• 任务提示 A
下面关于 VS Code 远程调试配置的选段中,launch.json 的 env 里 DATA_PATH 被设成了哪个路径?

本地安装Remote-SSH、python
远程服务器上安装Python
code --install-extension ms-python.python-2022.9.11681004.vsix
即可之后就要run->add configuration->
launch.json如下:
{
"version": "0.2",
"configurations": [
{
"name": "Python: Launch",
"type": "python",
"request": "launch",
"program": "${workspaceFolder}/CLIP4Clip/main_task_retrieval.py",
"args": [
"--do_train",
"--num_thread_reader=0",
"--epochs=5",
"--batch_size=128",
"--n_display=50",
"--train_csv",
"${env:DATA_PATH}/MSRVTT_train.9k.csv",
"--val_csv",
"${env:DATA_PATH}/MSRVTT_JSFUSION_test.csv",
"--data_path",
"${env:DATA_PATH}/MSRVTT_data.json",
"--features_path",
"${env:DATA_PATH}/MSRVTT_Videos",
"--output_dir",
"ckpts/ckpt_msrvtt_retrieval_looseType",
"--lr",
"1e-4",
"--max_words",
"32",
"--max_frames",
"12",
"--batch_size_val",
"16",
"--datatype",
"msrvtt",
"--expand_msrvtt_sentences",
"--feature_framerate",
"1",
"--coef_lr",
"1e-3",
"--freeze_layer_num",
"0",
"--slice_framepos",
"2",
"--loose_type",
"--linear_patch",
"2d",
"--sim_header",
"meanP",
"--pretrained_clip_name",
"ViT-B/32"
],
"env": {
"DATA_PATH": "/mnt/cloud_disk/wf/msrvtt_data"
},
"console": "integratedTerminal"
}
]
}
之后出现一个问题就是目前引用env变量在命令行中显示为空,目前不能用这个方式引用所以还得用笨方法,就是挨个复制粘贴。

• 任务数据
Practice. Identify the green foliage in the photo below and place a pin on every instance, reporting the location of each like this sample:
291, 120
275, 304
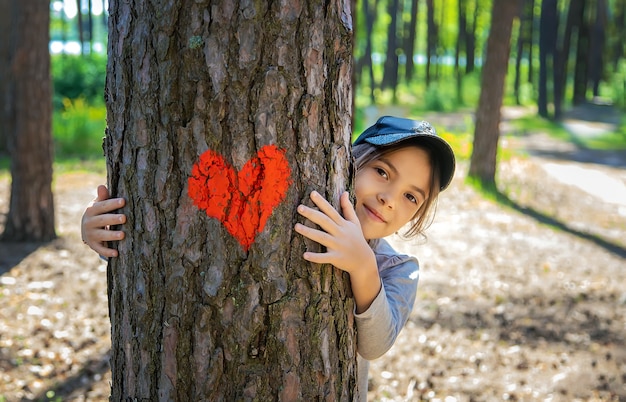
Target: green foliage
76, 76
78, 129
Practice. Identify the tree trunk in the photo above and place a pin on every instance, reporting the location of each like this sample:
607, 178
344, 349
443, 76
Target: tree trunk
209, 298
409, 45
390, 69
6, 83
431, 39
548, 30
597, 46
582, 58
524, 41
487, 131
470, 40
460, 45
574, 14
31, 208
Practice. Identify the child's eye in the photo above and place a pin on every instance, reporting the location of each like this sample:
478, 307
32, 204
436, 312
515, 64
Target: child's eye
411, 198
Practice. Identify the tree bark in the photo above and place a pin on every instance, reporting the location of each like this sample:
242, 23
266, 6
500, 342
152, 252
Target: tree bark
31, 207
390, 68
574, 16
548, 31
197, 312
409, 46
6, 83
487, 131
581, 66
431, 39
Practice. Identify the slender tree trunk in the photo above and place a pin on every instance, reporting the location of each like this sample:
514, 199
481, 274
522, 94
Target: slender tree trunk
597, 48
620, 32
390, 69
370, 18
574, 14
409, 47
524, 40
487, 131
431, 40
460, 45
79, 22
471, 41
547, 46
209, 298
531, 45
6, 83
31, 208
581, 67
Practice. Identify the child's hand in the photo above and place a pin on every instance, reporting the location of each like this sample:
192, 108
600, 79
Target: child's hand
346, 248
96, 220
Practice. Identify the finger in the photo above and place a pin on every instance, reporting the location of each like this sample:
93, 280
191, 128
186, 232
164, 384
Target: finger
102, 193
347, 208
102, 235
317, 258
104, 251
317, 217
317, 236
105, 206
101, 221
325, 207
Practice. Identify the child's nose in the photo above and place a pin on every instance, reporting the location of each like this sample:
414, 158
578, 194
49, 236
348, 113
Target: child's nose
386, 200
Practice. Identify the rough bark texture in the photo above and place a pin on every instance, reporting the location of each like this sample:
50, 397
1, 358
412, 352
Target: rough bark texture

• 任务提示 B
请抄写条目中从包含“Practice. Identify the finger”的那一行起,一直到条目末尾的全部行,首尾两行都要包括。

• 完整答案 A
/mnt/cloud_disk/wf/msrvtt_data

• 完整答案 B
Practice. Identify the finger in the photo above and place a pin on every instance, reporting the location of each like this sample:
93, 280
191, 128
186, 232
164, 384
Target: finger
102, 193
347, 208
102, 235
317, 258
104, 251
317, 217
317, 236
105, 206
101, 221
325, 207
Practice. Identify the child's nose in the photo above and place a pin on every instance, reporting the location of each like this sample:
414, 158
578, 194
49, 236
348, 113
Target: child's nose
386, 200
Practice. Identify the rough bark texture in the photo above and place a pin on every instance, reporting the location of each like this sample:
50, 397
1, 358
412, 352
Target: rough bark texture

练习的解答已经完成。